Material provided:
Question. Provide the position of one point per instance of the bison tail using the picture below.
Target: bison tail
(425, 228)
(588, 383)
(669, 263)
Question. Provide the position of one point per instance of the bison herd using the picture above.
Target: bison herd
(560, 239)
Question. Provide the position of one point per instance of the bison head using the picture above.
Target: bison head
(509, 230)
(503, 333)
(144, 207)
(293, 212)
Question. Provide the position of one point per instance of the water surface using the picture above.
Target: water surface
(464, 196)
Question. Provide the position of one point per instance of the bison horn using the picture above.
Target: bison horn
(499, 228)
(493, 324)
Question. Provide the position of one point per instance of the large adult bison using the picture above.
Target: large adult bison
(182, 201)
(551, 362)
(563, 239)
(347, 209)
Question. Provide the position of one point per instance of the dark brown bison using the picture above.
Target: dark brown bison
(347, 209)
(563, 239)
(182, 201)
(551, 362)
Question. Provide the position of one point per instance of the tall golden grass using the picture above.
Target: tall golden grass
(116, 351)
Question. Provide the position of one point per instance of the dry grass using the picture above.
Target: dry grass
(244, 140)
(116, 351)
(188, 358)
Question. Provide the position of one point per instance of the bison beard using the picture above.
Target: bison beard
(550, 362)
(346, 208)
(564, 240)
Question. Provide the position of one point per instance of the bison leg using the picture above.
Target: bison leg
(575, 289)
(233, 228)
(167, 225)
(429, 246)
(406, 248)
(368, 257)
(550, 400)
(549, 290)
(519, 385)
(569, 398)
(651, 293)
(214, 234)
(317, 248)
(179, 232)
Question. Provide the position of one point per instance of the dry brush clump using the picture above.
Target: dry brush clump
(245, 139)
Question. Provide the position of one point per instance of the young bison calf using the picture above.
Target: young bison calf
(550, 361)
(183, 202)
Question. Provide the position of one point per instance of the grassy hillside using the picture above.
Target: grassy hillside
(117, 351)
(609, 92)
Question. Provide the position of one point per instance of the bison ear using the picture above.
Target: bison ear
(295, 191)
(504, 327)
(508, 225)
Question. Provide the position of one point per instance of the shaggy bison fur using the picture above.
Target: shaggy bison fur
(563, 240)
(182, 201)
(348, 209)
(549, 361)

Brief: The answer should consist of the full listing, repeated exactly.

Task result:
Question. Provide the position of one point per instance of the bison tail using the picture below.
Target: bison tail
(425, 228)
(588, 383)
(669, 263)
Question. Provide the position of one point per instance of the bison herd using the picture above.
Target: bison herd
(560, 239)
Question. Provide the position of one point per instance of the bison head using the picture above.
Target: bison head
(509, 230)
(503, 333)
(144, 207)
(293, 212)
Question. Provide the position of one point per instance of the water surface using the picture above.
Target: water surface
(464, 196)
Question. Provide the position of one point per instance of the bison horn using the picture above.
Target: bison horn
(499, 228)
(493, 324)
Question. Provide the position of one point per instance of the large adult bison using the picture above.
Target: large adult bison
(182, 201)
(551, 362)
(563, 239)
(347, 209)
Question. Provide the position of one point per instance of the dark brown bison using the picture above.
Target: dark brown bison
(347, 209)
(563, 239)
(182, 201)
(551, 362)
Question. Provide the position of one point per instance of the tall golden grass using the picture above.
Target: tall golden grass
(116, 351)
Question. Provide the position of one point per instance of the dry grass using the picture above.
Target: dry grass
(244, 140)
(116, 351)
(188, 358)
Question. Provide the position of one point per instance of the bison beard using the picture above.
Target: bison beard
(550, 362)
(346, 208)
(564, 240)
Question. Provide the position of one point per instance of the bison leg using the picture above.
Target: bison leg
(575, 289)
(233, 228)
(167, 225)
(429, 246)
(406, 248)
(368, 257)
(550, 400)
(549, 290)
(519, 385)
(569, 398)
(651, 293)
(214, 234)
(317, 248)
(179, 232)
Question. Provide the position of one point per instance of the dry brush clump using the picture above.
Target: dry brush clump
(245, 139)
Question. Provide the position of one point per instance of the young bison calf using the picture above.
Target: young bison calf
(550, 361)
(183, 202)
Question. Provide the position of one point per instance of the grassy hillside using the picture above.
Target: grassy hillside
(117, 351)
(609, 92)
Question. Provide the position of one point per instance of the bison ear using the picture above.
Target: bison ear
(295, 191)
(504, 327)
(508, 225)
Question. Provide the position of one point per instance of the shaggy bison fur using the picture above.
Target: shaggy bison fur
(563, 240)
(182, 201)
(348, 209)
(549, 361)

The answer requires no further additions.